_Document_
Bristol Bears Women, formerly Clifton Ladies RFC, then Bristol Ladies, is a women's rugby union team based in Bristol, England. They are a standalone, independent rugby club, running in partnership with the Bristol Bears (formerly Bristol Rugby) since becoming affiliated to them in 2008 and play their home matches at Dings RFC in the Premier 15s.

History 
Bristol Ladies were founded as Clifton Ladies RFC in 1984 for what was intended as a one-off match against Weston Hornets. They eventually made it into the Women's Premiership before being relegated. In 2002, they defeated Nottingham Medoc Casuals in the RFUW Rugby World National Cup Final at Franklin's Gardens in Northampton, Northamptonshire, which they won with thirteen international players in their side. They were the first club outside of the London clubs of Richmond Women, Saracens Women and Wasps Ladies to win the trophy. In 2007, they were promoted back into the Women's Premiership and played one more season as Clifton RFC. In 2009, Clifton became affiliated to Bristol Rugby, who then took over the running of the team from Clifton RFC. In 2012, they moved to Portway Rugby Development Centre from Dings Crusaders Rugby Football Club's ground that they were sharing with Dings Crusaders. This made them the first women's rugby club to own their own facilities.

_Task to complete_
Answer these questions about the Bristol Bears Women text above.
(a) In what city is the team based?
(b) Whom did the team defeat in the 2002 RFUW Rugby World National Cup Final?
(c) To which ground did the team move in 2012?

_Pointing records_
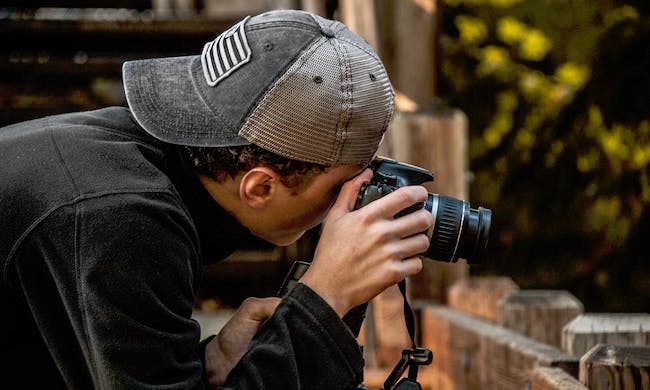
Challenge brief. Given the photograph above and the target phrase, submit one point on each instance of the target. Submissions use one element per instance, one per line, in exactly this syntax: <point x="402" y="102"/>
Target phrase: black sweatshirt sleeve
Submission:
<point x="304" y="345"/>
<point x="113" y="298"/>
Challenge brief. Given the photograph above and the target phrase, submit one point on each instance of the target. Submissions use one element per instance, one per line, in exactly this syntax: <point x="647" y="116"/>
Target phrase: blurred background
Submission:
<point x="554" y="96"/>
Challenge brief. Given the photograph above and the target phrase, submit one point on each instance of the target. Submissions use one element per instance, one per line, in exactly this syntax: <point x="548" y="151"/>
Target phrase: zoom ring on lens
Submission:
<point x="448" y="225"/>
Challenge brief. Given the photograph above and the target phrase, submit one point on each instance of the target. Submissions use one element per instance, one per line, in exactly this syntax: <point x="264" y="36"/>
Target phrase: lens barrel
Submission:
<point x="459" y="231"/>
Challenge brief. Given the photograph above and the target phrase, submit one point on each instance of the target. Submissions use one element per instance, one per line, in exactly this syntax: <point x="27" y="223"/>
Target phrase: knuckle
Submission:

_Correct result_
(a) Bristol, England
(b) Nottingham Medoc Casuals
(c) Portway Rugby Development Centre